> Excerpt provided:
#####
The regulations prohibiting healthcare fraud are both specific and complex. If you are charged with a healthcare fraud violation, your conduct may be punishable under a number of different federal statutes.
The broadest statute prohibiting health care fraud is 42 U.S.C. §1347, which punishes by fine and/or up to 10 years in prison the knowing and willful execution of a scheme to defraud a health care benefit program, or obtain by fraudulent pretenses, representations or promises, any money owned by or under the control of any health care benefit program. Even if your conduct does not rise to this level, it may be punishable by fine and/or up to five years imprisonment under one of the following federal statutes.
The False Claims Act
When a health professional bills for services that are either unnecessary or undelivered for the purpose of reimbursement then The False Claims Act is triggered. This act covers some of the most common healthcare fraud violations, including:
Billing for unnecessary services
The specific statutory language reads: “Whoever makes or presents to any person or officer in the civil, military, or naval service of the United States, or to any department or agency thereof, any claim upon or against the United States, or any department or agency thereof, knowing such claim to be false, fictitious, or fraudulent, shall be imprisoned not more than five years and shall be subject to a fine in the amount provided in this title.”
#####
Image point grounding data
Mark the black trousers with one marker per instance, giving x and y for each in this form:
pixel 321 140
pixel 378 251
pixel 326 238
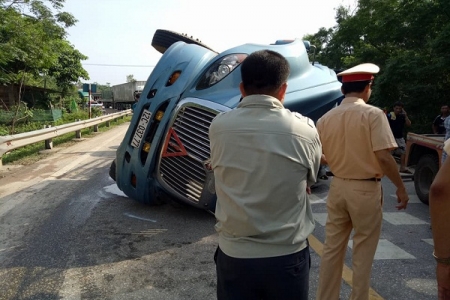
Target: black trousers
pixel 282 277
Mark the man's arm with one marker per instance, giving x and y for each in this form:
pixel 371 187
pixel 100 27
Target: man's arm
pixel 440 227
pixel 407 120
pixel 434 126
pixel 389 168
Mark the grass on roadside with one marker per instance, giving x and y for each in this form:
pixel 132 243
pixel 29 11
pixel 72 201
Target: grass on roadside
pixel 30 154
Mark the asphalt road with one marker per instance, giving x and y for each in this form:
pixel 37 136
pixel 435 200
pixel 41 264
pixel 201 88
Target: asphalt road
pixel 67 232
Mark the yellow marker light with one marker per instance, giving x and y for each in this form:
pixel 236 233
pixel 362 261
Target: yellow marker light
pixel 146 147
pixel 159 115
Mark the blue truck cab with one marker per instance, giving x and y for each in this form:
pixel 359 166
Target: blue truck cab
pixel 165 152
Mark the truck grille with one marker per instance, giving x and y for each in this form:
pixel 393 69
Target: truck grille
pixel 185 173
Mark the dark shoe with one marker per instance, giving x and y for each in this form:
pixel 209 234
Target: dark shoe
pixel 406 172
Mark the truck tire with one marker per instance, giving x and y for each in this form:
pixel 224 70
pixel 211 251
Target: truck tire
pixel 163 39
pixel 112 170
pixel 426 170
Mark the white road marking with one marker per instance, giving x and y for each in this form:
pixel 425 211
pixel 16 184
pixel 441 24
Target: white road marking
pixel 70 289
pixel 387 250
pixel 114 189
pixel 314 199
pixel 423 286
pixel 139 218
pixel 429 241
pixel 402 218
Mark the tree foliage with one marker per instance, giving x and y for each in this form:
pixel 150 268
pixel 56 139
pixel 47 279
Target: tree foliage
pixel 408 39
pixel 33 45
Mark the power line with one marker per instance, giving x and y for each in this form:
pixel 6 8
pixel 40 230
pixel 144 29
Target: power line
pixel 109 65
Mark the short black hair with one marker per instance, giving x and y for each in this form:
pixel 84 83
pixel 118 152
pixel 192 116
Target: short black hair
pixel 264 72
pixel 398 103
pixel 354 86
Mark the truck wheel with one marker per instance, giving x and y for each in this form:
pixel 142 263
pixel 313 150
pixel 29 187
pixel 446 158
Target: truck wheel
pixel 112 170
pixel 163 39
pixel 426 170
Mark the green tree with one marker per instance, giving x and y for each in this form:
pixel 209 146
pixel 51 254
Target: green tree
pixel 130 78
pixel 33 45
pixel 409 40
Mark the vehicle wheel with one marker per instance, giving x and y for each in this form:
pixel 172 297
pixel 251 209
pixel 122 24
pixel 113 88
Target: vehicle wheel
pixel 163 39
pixel 424 174
pixel 112 170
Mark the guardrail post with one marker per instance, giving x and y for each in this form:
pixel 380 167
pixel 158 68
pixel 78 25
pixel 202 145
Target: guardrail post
pixel 49 142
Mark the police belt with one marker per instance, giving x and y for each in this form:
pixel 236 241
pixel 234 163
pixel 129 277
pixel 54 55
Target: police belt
pixel 365 179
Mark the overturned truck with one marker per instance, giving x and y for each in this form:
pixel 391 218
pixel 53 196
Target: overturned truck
pixel 165 152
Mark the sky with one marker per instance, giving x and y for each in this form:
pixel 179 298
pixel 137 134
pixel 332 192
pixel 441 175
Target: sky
pixel 116 35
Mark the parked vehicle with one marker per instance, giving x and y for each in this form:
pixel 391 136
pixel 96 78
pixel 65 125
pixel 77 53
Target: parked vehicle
pixel 424 152
pixel 124 95
pixel 165 152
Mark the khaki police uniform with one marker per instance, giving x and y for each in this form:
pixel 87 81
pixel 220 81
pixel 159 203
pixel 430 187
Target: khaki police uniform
pixel 350 134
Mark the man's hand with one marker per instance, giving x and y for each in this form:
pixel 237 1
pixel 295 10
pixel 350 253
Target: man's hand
pixel 402 198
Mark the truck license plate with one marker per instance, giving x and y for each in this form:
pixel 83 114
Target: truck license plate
pixel 140 129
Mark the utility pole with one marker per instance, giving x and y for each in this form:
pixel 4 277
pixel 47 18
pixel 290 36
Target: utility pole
pixel 89 101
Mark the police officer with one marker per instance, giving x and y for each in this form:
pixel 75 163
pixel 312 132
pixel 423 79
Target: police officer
pixel 356 140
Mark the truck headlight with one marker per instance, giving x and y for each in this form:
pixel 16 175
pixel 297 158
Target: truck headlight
pixel 220 69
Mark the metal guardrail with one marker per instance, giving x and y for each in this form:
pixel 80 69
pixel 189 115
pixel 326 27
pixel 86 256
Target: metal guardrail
pixel 11 142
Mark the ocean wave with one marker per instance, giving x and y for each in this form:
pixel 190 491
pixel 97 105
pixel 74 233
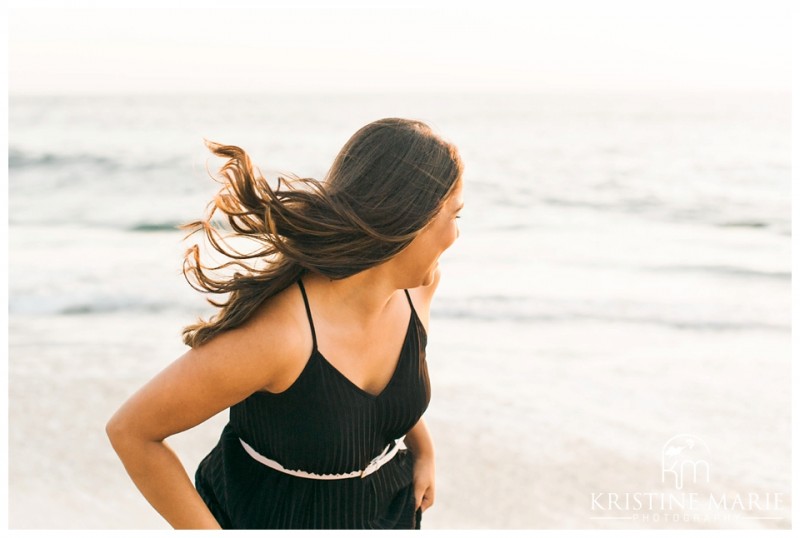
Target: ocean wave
pixel 533 310
pixel 166 226
pixel 18 159
pixel 724 270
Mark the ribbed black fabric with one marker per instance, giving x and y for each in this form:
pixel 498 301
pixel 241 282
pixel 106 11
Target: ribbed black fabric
pixel 323 423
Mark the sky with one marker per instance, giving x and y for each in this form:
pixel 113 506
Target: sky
pixel 564 45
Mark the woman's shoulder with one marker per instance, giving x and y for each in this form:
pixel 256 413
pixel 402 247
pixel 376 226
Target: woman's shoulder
pixel 268 346
pixel 422 297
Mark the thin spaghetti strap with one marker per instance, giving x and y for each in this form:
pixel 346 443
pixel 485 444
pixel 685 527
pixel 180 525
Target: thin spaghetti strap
pixel 308 312
pixel 408 296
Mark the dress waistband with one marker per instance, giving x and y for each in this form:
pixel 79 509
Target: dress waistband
pixel 376 463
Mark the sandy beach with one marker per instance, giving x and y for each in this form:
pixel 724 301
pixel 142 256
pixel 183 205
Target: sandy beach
pixel 612 291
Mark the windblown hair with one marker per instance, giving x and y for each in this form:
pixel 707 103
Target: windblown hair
pixel 385 185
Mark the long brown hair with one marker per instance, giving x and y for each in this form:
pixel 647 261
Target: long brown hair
pixel 386 183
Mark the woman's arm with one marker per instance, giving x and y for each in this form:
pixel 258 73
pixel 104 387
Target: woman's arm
pixel 201 383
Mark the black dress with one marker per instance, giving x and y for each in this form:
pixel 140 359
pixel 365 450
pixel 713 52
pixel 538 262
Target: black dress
pixel 325 424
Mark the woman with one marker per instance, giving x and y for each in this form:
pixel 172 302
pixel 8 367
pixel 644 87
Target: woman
pixel 318 349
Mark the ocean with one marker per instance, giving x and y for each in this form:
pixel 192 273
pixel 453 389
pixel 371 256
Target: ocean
pixel 622 280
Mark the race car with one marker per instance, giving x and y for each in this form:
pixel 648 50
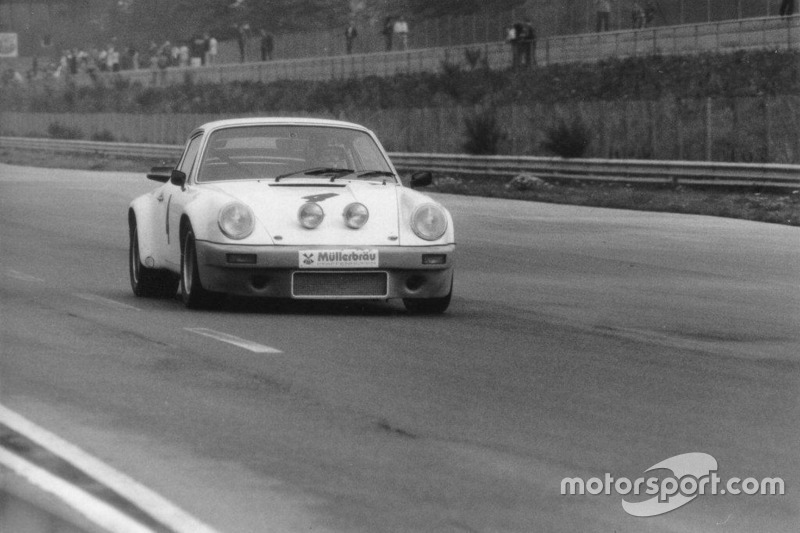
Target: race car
pixel 290 208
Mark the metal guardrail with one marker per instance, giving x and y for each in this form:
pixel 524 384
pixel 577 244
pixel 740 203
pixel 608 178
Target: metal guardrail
pixel 606 170
pixel 744 34
pixel 610 170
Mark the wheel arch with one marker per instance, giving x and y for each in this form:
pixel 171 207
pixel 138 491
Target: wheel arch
pixel 142 215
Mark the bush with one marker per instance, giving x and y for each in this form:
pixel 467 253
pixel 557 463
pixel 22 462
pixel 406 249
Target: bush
pixel 483 133
pixel 472 56
pixel 59 131
pixel 567 139
pixel 103 136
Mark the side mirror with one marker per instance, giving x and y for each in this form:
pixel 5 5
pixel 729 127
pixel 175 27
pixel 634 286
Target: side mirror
pixel 177 178
pixel 421 179
pixel 160 174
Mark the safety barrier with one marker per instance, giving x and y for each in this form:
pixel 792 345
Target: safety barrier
pixel 607 170
pixel 744 34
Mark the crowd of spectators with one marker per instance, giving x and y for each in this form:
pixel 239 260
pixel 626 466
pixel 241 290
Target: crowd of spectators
pixel 202 50
pixel 521 36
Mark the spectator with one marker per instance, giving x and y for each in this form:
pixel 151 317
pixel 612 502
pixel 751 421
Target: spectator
pixel 212 47
pixel 184 55
pixel 401 29
pixel 72 61
pixel 387 31
pixel 526 41
pixel 603 8
pixel 133 58
pixel 267 45
pixel 102 59
pixel 511 39
pixel 198 51
pixel 241 40
pixel 350 35
pixel 154 68
pixel 637 16
pixel 649 13
pixel 112 59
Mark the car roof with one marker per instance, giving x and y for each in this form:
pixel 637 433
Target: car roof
pixel 278 121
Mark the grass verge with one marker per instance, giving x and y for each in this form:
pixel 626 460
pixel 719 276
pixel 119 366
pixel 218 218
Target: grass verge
pixel 777 207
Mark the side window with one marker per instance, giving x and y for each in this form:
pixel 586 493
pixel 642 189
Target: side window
pixel 368 153
pixel 190 155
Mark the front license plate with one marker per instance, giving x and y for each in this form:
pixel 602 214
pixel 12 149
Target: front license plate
pixel 338 258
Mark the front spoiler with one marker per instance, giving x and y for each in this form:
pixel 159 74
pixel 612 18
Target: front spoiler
pixel 271 274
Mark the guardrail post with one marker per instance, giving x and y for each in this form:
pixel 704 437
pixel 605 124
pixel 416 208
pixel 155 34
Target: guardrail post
pixel 708 130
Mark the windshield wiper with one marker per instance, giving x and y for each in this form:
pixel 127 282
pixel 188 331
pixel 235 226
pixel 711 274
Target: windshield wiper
pixel 368 174
pixel 318 171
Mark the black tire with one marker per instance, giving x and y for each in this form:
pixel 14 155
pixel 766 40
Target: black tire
pixel 148 282
pixel 193 294
pixel 429 306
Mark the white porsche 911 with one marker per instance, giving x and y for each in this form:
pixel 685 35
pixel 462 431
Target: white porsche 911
pixel 289 208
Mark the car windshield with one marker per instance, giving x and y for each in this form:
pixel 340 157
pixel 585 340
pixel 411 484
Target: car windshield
pixel 289 152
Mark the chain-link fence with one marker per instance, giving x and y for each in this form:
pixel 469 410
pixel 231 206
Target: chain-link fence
pixel 550 18
pixel 748 130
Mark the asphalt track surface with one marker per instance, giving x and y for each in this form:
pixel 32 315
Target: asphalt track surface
pixel 580 342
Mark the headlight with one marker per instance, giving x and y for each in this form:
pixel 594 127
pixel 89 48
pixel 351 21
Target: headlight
pixel 355 215
pixel 429 222
pixel 310 215
pixel 236 220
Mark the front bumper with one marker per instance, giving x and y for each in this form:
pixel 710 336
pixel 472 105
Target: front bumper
pixel 271 270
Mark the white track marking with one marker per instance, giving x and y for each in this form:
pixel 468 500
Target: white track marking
pixel 147 500
pixel 81 502
pixel 236 341
pixel 22 276
pixel 106 301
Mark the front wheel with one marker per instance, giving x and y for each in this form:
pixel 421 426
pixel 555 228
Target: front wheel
pixel 193 294
pixel 148 282
pixel 429 306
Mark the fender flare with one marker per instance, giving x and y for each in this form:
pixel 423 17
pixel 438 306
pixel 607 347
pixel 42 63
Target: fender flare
pixel 144 213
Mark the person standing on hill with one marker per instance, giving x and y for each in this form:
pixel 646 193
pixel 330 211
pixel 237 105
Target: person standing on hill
pixel 350 35
pixel 603 8
pixel 267 45
pixel 401 29
pixel 388 31
pixel 526 40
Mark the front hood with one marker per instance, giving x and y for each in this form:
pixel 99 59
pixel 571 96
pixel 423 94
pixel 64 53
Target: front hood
pixel 276 205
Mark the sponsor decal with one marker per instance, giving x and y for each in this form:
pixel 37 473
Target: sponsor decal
pixel 319 197
pixel 8 45
pixel 338 258
pixel 690 475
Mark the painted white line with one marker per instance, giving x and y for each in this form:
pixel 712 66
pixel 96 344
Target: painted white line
pixel 106 301
pixel 147 500
pixel 80 502
pixel 232 339
pixel 24 277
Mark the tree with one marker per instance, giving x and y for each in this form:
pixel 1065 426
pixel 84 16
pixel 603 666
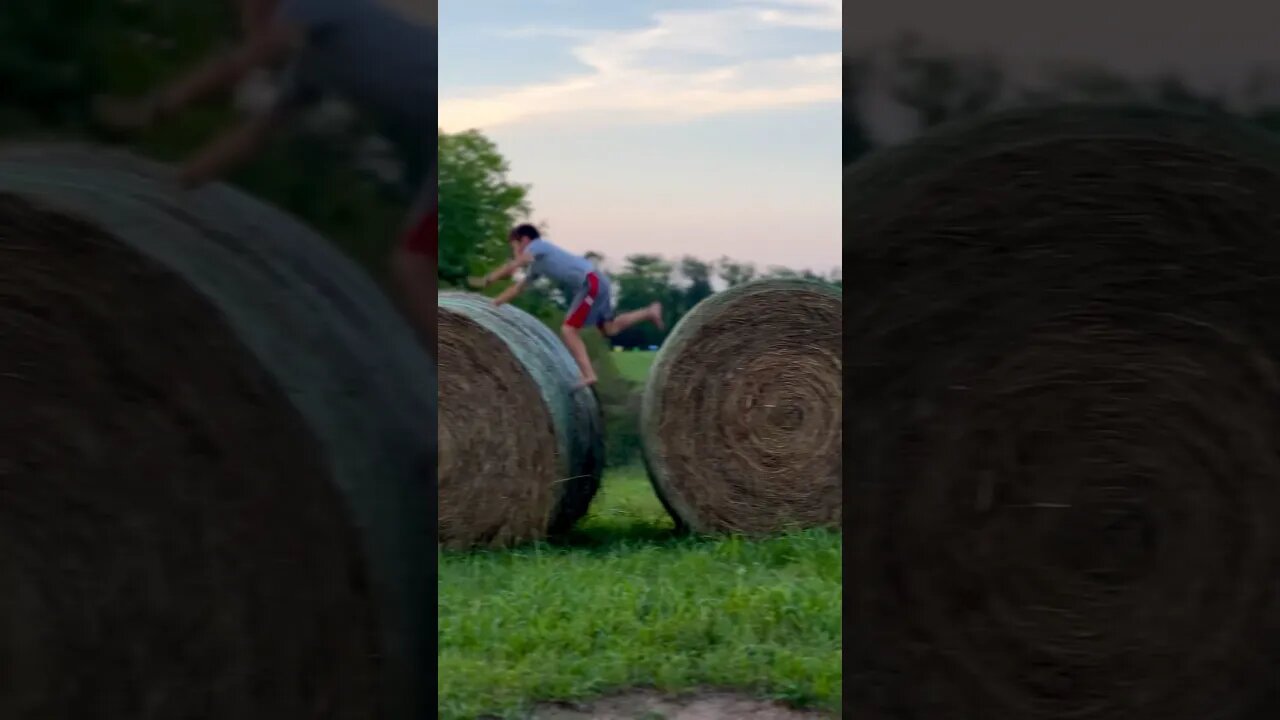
#####
> Problem requirements:
In the statutory language quoted in the healthcare fraud text above, list every word used to describe a claim the person knows it to be.

> Task response:
false, fictitious, fraudulent